◆ **TEXT BLOCK**:

By Mihir Sharma
One of India’s problems is that, even as it grows richer, it struggles to change policies to match. Economic frameworks designed for when it was a much poorer country constrain and limit growth. This is particularly true of food pricing and monetary policy. Bloomberg News recently reported that officials might restructure how the government measures price increases. That would offer a chance to break out of a growth straitjacket; bureaucratic conservatism shouldn’t cause India to miss this opportunity.
Officials are depressingly hesitant to touch anything to do with food production and prices, since these are particularly sensitive politically. But they’re getting absurdly outdated now. India’s framework of agricultural subsidies, for example, was designed in the 1960s to boost domestic grain production. That may have been appropriate for a postcolonial nation subject to mass famine. But it isn’t right for an industrializing, food-surplus nation that needs stable vegetable prices instead.
Policymakers face a version of this dilemma when it comes to the monetary target. About a decade ago, the Reserve Bank of India was formally mandated to target 4 per cent inflation. Since then, the nation — once subject to major inflation scares — has broadly managed to keep prices under control. That was underlined earlier this week when the consumer price index for July was released, showing that inflation was below the RBI’s target and the lowest it has been since before the pandemic. Understandably, few want to mess with a system that seems to be working.

◆ **INFORMATION SUPPLIED**:

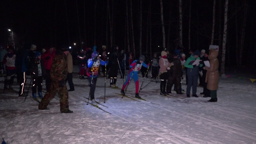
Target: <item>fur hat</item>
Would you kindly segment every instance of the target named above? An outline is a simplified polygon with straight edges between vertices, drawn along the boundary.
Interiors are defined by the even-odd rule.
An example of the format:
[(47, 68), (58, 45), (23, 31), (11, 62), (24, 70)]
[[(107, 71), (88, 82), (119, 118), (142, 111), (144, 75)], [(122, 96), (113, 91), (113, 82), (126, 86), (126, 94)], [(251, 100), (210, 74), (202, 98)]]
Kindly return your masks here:
[(194, 55), (200, 55), (200, 52), (199, 50), (197, 50), (194, 52)]
[(167, 54), (167, 53), (166, 53), (166, 52), (165, 52), (164, 51), (162, 51), (162, 52), (161, 52), (161, 57), (164, 57), (166, 54)]
[(140, 56), (138, 60), (139, 61), (144, 62), (145, 61), (145, 57), (144, 57), (144, 55), (140, 55)]
[(35, 50), (36, 48), (36, 46), (34, 45), (34, 44), (31, 45), (31, 49), (32, 50)]

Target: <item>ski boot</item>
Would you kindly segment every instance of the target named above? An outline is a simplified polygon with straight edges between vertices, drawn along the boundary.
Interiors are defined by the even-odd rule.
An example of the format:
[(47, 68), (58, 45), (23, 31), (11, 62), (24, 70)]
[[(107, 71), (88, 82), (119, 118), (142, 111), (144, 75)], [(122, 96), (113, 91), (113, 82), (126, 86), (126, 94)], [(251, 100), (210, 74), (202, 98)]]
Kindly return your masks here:
[(37, 98), (37, 97), (36, 97), (36, 93), (32, 94), (32, 96), (33, 96), (33, 98)]
[(124, 90), (121, 90), (121, 94), (123, 95), (125, 95), (125, 93), (124, 93)]
[(43, 98), (43, 95), (42, 94), (42, 92), (38, 92), (38, 96), (39, 96), (39, 97), (42, 99)]
[(141, 97), (139, 95), (139, 94), (138, 93), (136, 93), (135, 94), (135, 97), (139, 98), (141, 98)]
[(95, 100), (94, 98), (92, 100), (92, 105), (94, 106), (97, 106), (97, 103), (96, 103), (96, 102), (95, 101)]

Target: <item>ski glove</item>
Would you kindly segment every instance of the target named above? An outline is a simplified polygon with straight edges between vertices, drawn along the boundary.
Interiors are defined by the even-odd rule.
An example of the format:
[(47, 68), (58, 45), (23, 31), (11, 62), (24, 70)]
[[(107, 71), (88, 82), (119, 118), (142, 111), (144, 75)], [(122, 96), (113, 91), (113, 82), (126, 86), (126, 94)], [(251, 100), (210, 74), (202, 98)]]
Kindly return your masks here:
[(59, 87), (60, 87), (63, 88), (64, 86), (66, 85), (65, 80), (62, 80), (59, 82)]

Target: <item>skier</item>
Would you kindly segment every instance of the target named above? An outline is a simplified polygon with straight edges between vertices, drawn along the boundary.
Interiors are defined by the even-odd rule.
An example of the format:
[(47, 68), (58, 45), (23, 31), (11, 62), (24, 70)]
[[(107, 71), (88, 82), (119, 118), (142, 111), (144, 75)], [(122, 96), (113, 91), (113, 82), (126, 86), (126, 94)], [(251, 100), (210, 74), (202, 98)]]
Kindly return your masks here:
[(203, 97), (210, 97), (210, 90), (207, 88), (207, 82), (206, 82), (206, 73), (207, 70), (205, 69), (205, 64), (204, 61), (209, 61), (208, 57), (209, 55), (209, 50), (206, 50), (204, 53), (204, 55), (201, 58), (202, 61), (200, 62), (200, 63), (203, 64), (203, 69), (202, 70), (203, 72), (203, 80), (202, 81), (203, 82), (203, 92), (200, 93), (201, 95), (204, 95)]
[[(158, 75), (158, 68), (159, 66), (159, 58), (157, 57), (157, 55), (156, 53), (154, 53), (154, 57), (151, 60), (152, 65), (151, 66), (151, 79), (154, 79), (156, 78)], [(157, 82), (157, 81), (156, 79), (156, 82)]]
[(96, 87), (98, 73), (100, 65), (107, 65), (108, 61), (107, 59), (106, 61), (103, 61), (100, 59), (100, 55), (96, 51), (94, 51), (92, 54), (91, 58), (88, 59), (87, 62), (88, 70), (87, 75), (88, 77), (88, 80), (90, 85), (90, 93), (92, 104), (96, 105), (96, 103), (94, 99), (94, 92)]
[(68, 74), (66, 55), (69, 49), (68, 47), (63, 47), (56, 50), (50, 71), (52, 81), (50, 90), (47, 91), (38, 105), (39, 110), (47, 110), (47, 106), (56, 92), (60, 98), (60, 110), (62, 113), (72, 113), (69, 108), (68, 92), (65, 80)]
[(84, 50), (82, 49), (80, 49), (80, 53), (77, 56), (78, 59), (78, 67), (79, 69), (79, 79), (85, 79), (84, 77), (85, 71), (85, 65), (86, 64), (86, 57), (84, 53)]
[(8, 53), (5, 55), (2, 63), (5, 64), (5, 69), (6, 70), (6, 78), (4, 82), (4, 89), (8, 89), (7, 85), (9, 85), (9, 88), (12, 89), (12, 85), (14, 79), (14, 75), (16, 73), (15, 58), (16, 55), (14, 53), (14, 49), (9, 48)]
[(123, 55), (121, 56), (121, 53), (118, 52), (118, 47), (117, 45), (114, 45), (110, 55), (110, 69), (108, 78), (110, 79), (110, 87), (117, 87), (117, 86), (116, 85), (116, 83), (119, 69), (118, 61), (122, 62), (124, 56)]
[(187, 59), (185, 67), (187, 68), (187, 74), (188, 75), (188, 85), (187, 86), (187, 96), (188, 97), (190, 97), (190, 89), (191, 86), (193, 86), (192, 95), (192, 96), (196, 97), (198, 97), (196, 94), (197, 86), (197, 80), (198, 79), (199, 71), (199, 67), (201, 67), (202, 65), (201, 64), (197, 66), (196, 65), (192, 65), (196, 59), (200, 59), (198, 57), (200, 54), (200, 52), (198, 50), (196, 50), (195, 52), (191, 54), (190, 58)]
[(181, 54), (181, 57), (180, 58), (181, 64), (181, 79), (183, 79), (183, 72), (185, 69), (185, 63), (186, 63), (186, 55), (183, 53)]
[(41, 58), (43, 61), (44, 68), (46, 69), (46, 91), (50, 90), (52, 80), (50, 79), (50, 69), (52, 67), (52, 63), (55, 56), (55, 50), (53, 46), (50, 46), (47, 51), (44, 53), (42, 55)]
[(123, 87), (121, 90), (121, 94), (124, 95), (124, 89), (126, 86), (130, 82), (130, 80), (132, 76), (132, 78), (135, 82), (135, 97), (140, 98), (141, 97), (139, 95), (139, 78), (138, 78), (138, 73), (142, 68), (142, 66), (145, 68), (148, 68), (149, 66), (150, 63), (148, 65), (146, 64), (143, 62), (145, 61), (145, 58), (144, 55), (140, 55), (138, 60), (135, 60), (130, 65), (130, 68), (131, 69), (128, 74), (128, 76), (127, 77), (126, 81), (123, 85)]
[(180, 59), (178, 58), (178, 54), (174, 52), (172, 55), (167, 56), (167, 59), (170, 63), (173, 63), (173, 66), (168, 70), (168, 81), (166, 86), (166, 92), (171, 93), (172, 85), (174, 84), (175, 90), (177, 94), (182, 94), (181, 84), (181, 64)]
[(33, 78), (32, 95), (33, 98), (37, 98), (36, 88), (37, 86), (38, 96), (42, 98), (43, 97), (42, 94), (43, 79), (45, 78), (46, 73), (43, 60), (41, 59), (41, 54), (39, 52), (36, 52), (34, 54), (34, 59), (31, 62), (29, 70)]
[(209, 102), (217, 102), (217, 89), (219, 82), (219, 60), (217, 58), (219, 52), (212, 49), (210, 50), (208, 59), (210, 60), (210, 68), (206, 66), (207, 70), (206, 82), (207, 82), (207, 88), (210, 90), (211, 99)]

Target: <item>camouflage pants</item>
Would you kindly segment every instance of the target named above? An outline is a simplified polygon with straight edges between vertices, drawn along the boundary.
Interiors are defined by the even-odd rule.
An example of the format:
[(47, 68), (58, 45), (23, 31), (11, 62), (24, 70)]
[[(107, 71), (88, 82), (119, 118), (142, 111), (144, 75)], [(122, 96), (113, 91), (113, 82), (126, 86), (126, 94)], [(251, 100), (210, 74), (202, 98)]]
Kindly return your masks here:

◆ **COMPLETE THE FOLLOWING**:
1 > In the commentary on Indian economic policy, when was India's framework of agricultural subsidies designed, and for what purpose?
2 > Summarize the commentary on Indian economic policy in two sentences.
3 > According to the commentary on Indian economic policy, why is the 1960s agricultural subsidy framework no longer right for India?

◆ **ANSWERS TO EACH TASK**:
1 > It was designed in the 1960s to boost domestic grain production.

2 > India struggles to update economic frameworks built for a much poorer country, especially in food pricing and monetary policy, and a reported plan to restructure how the government measures price increases offers a chance to escape that growth straitjacket. Food subsidies designed in the 1960s to boost grain production no longer suit an industrializing, food-surplus nation, while the Reserve Bank of India's 4 percent inflation target has kept prices broadly under control, so few want to change it.

3 > The framework was built to boost grain production in a postcolonial nation subject to mass famine. India is now an industrializing, food-surplus nation that needs stable vegetable prices instead.